Improving performance on nested for loops (SparseArrays, LibGEOS)

I have two arrays of polygons, one with 9,000,000 polygons and the other with 60,000 polygons. I would like to find the intersecting area of each of these. In the MWE example below where I have reduced the example to 201 polygons x 201 polygons, I can only achieve this in 35.522 ms. I have tried using Threads.@threads in the outer loop of poly_int, but this does not work with either sparse arrays (which I need to form a 9,000,000 by 60,000 array) or LibGEOS. Does anyone have any suggestions for improving the performance (e.g., should I focus on finding a way for Threads to work)?

Note: I deleted a previous post about this, as I believe I have asked the question more directly now.

using LibGEOS, SparseArrays, BenchmarkTools

function poly_int(grid_1,grid_2)
    polygon_intersection = spzeros(length(grid_1["polygon"]),length(grid_2["polygon"]));
    for j = 1:length(grid_2["polygon"]) # accessing in column order
        for i = 1:length(grid_1["polygon"])
            polygon_intersection[i,j] = area(intersection(grid_1["polygon"][i],grid_2["polygon"][j]));
        end
    end
    return polygon_intersection
end

@btime poly_int(grid_1,grid_2);

The full code for the MWE example (that defines grid_1 and grid_2) is here.

● ● ● ● ● ● ●

**Problem:** Reproduce the forum post about speeding up nested for loops with SparseArrays and LibGEOS in full, word for word.

**Exercise data:**

● ● ● ● ● ● ●

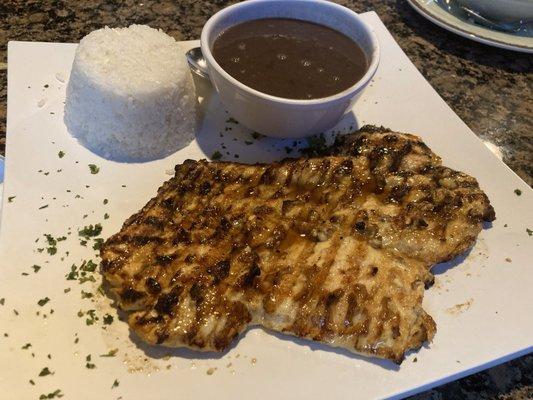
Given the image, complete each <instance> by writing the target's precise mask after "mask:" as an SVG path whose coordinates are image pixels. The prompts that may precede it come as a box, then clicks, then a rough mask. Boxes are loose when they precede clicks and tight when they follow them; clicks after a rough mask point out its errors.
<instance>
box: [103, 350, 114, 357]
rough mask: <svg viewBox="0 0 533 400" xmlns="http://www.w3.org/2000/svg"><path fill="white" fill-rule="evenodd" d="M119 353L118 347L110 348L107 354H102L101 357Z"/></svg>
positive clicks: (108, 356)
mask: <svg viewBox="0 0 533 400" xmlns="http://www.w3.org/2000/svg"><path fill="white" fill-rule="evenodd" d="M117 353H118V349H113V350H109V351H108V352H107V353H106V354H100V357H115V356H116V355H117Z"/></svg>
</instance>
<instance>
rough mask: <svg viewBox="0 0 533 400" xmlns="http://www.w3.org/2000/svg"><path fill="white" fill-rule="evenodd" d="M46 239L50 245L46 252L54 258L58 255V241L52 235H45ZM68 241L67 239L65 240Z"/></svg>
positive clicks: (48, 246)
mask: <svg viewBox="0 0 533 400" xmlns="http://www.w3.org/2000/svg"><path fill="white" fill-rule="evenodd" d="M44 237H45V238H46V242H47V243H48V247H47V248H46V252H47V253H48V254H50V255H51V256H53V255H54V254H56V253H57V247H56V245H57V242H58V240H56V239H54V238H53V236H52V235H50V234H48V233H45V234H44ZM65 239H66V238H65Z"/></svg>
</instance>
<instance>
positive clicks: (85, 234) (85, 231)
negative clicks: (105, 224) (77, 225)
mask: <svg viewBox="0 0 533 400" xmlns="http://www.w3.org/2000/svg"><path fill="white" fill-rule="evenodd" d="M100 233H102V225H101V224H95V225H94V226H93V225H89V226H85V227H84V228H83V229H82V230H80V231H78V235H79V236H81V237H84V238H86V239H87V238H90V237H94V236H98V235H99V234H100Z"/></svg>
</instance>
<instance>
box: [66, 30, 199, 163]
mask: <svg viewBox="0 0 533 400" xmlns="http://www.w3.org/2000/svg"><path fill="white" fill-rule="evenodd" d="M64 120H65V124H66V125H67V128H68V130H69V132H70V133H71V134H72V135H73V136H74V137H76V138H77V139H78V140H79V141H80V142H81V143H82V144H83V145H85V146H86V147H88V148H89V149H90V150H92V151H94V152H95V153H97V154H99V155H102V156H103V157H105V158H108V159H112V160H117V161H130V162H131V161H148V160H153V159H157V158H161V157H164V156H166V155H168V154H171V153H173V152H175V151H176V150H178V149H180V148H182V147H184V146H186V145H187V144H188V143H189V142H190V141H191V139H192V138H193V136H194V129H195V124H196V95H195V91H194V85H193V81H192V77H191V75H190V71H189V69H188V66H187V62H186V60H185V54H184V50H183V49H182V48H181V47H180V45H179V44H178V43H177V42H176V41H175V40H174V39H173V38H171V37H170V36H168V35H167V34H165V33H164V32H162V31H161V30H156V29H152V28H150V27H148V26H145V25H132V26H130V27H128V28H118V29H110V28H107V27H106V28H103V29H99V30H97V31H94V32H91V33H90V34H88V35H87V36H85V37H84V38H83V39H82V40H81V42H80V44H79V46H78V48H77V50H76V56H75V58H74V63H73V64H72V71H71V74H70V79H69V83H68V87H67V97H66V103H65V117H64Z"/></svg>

● ● ● ● ● ● ●

**Task response:**
Improving performance on nested for loops (SparseArrays, LibGEOS)

I have two arrays of polygons, one with 9,000,000 polygons and the other with 60,000 polygons. I would like to find the intersecting area of each of these. In the MWE example below where I have reduced the example to 201 polygons x 201 polygons, I can only achieve this in 35.522 ms. I have tried using Threads.@threads in the outer loop of poly_int, but this does not work with either sparse arrays (which I need to form a 9,000,000 by 60,000 array) or LibGEOS. Does anyone have any suggestions for improving the performance (e.g., should I focus on finding a way for Threads to work)?

Note: I deleted a previous post about this, as I believe I have asked the question more directly now.

using LibGEOS, SparseArrays, BenchmarkTools

function poly_int(grid_1,grid_2)
    polygon_intersection = spzeros(length(grid_1["polygon"]),length(grid_2["polygon"]));
    for j = 1:length(grid_2["polygon"]) # accessing in column order
        for i = 1:length(grid_1["polygon"])
            polygon_intersection[i,j] = area(intersection(grid_1["polygon"][i],grid_2["polygon"][j]));
        end
    end
    return polygon_intersection
end

@btime poly_int(grid_1,grid_2);

The full code for the MWE example (that defines grid_1 and grid_2) is here.